■ **Task goal**
List every line of the records below that contains the word "blue".

Data listing:
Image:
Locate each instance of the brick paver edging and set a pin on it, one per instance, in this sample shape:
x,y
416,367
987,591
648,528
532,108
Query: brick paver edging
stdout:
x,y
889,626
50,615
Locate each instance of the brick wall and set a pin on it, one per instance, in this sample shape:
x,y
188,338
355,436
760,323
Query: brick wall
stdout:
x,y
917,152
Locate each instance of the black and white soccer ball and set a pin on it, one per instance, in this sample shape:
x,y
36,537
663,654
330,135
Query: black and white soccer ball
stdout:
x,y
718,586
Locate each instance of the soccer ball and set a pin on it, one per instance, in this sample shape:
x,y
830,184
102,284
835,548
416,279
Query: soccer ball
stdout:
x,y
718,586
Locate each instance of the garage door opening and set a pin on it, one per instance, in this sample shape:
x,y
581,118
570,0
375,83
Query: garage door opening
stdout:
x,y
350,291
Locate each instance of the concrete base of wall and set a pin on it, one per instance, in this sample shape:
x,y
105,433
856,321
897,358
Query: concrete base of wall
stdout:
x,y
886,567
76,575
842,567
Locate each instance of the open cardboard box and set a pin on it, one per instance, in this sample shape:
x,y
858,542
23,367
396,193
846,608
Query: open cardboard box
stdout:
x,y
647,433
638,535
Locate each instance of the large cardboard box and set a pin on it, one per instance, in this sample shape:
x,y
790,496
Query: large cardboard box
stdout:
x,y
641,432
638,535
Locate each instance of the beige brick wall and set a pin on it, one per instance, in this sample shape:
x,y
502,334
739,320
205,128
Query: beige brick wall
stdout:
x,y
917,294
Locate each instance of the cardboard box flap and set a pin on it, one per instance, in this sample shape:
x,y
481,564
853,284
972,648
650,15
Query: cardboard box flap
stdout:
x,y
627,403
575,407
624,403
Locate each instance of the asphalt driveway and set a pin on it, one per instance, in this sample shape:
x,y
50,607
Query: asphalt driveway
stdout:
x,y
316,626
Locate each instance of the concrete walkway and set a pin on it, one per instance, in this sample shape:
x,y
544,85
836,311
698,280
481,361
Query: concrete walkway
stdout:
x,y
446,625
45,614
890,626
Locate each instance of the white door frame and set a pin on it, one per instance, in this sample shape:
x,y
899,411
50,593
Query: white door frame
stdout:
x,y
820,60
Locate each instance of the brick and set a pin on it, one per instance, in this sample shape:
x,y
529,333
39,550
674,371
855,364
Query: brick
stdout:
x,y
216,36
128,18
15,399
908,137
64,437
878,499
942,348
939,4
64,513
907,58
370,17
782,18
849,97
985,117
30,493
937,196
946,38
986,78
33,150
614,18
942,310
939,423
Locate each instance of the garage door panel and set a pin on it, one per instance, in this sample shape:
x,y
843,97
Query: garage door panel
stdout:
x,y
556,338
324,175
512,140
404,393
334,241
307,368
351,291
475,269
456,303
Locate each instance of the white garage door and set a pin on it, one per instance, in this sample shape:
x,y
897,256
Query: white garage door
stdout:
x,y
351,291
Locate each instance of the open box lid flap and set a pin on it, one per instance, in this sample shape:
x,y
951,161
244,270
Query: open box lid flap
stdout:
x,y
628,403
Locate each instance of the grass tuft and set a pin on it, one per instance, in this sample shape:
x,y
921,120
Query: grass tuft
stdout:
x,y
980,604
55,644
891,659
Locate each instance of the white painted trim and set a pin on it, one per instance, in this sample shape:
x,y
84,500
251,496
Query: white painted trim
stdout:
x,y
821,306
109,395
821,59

---

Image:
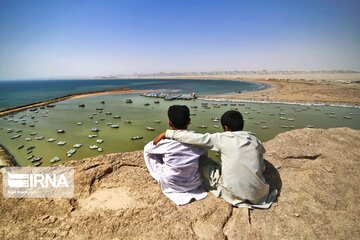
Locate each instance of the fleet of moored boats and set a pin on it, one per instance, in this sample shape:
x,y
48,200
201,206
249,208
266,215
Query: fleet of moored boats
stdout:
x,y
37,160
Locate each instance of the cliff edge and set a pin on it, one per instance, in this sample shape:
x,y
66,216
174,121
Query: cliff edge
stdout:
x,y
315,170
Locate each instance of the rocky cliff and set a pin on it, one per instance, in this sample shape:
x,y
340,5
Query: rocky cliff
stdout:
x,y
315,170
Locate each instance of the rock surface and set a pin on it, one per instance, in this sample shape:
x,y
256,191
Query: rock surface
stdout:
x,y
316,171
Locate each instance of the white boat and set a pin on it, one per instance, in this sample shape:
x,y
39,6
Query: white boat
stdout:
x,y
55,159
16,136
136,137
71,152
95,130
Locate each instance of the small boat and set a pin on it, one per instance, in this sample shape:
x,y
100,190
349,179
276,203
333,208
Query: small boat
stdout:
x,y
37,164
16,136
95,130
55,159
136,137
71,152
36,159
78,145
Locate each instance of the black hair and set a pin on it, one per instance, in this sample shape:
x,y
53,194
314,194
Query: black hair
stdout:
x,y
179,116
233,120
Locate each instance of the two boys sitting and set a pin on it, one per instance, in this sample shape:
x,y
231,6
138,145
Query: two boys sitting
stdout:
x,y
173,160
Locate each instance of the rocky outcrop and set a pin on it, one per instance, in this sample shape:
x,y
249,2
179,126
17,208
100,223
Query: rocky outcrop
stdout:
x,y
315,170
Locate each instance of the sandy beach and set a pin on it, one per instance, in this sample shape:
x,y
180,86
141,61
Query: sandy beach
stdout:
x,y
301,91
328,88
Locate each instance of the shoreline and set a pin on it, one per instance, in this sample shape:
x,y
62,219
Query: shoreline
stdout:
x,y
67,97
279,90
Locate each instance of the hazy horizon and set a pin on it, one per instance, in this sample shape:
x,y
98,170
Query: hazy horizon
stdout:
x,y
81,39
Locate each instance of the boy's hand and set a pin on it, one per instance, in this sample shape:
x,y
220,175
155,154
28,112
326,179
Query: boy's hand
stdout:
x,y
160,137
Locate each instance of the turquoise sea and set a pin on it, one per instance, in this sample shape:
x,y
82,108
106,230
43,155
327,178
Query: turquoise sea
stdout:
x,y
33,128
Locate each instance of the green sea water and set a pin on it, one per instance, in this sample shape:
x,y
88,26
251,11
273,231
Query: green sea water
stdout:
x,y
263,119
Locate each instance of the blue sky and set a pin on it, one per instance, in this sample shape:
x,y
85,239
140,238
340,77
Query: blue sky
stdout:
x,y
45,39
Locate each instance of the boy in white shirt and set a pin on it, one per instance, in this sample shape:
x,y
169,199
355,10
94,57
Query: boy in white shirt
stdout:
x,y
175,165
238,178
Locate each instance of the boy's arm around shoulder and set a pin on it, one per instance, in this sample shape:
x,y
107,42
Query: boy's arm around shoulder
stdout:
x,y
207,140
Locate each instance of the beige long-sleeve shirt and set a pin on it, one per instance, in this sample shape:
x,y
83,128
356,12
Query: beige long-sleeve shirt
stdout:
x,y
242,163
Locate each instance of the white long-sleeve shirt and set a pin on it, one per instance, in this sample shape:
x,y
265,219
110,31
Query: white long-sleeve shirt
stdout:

■ **Worked answer**
Locate each instance of the blue sky and set a pin on it, one per instance, in this sample shape:
Query: blue sky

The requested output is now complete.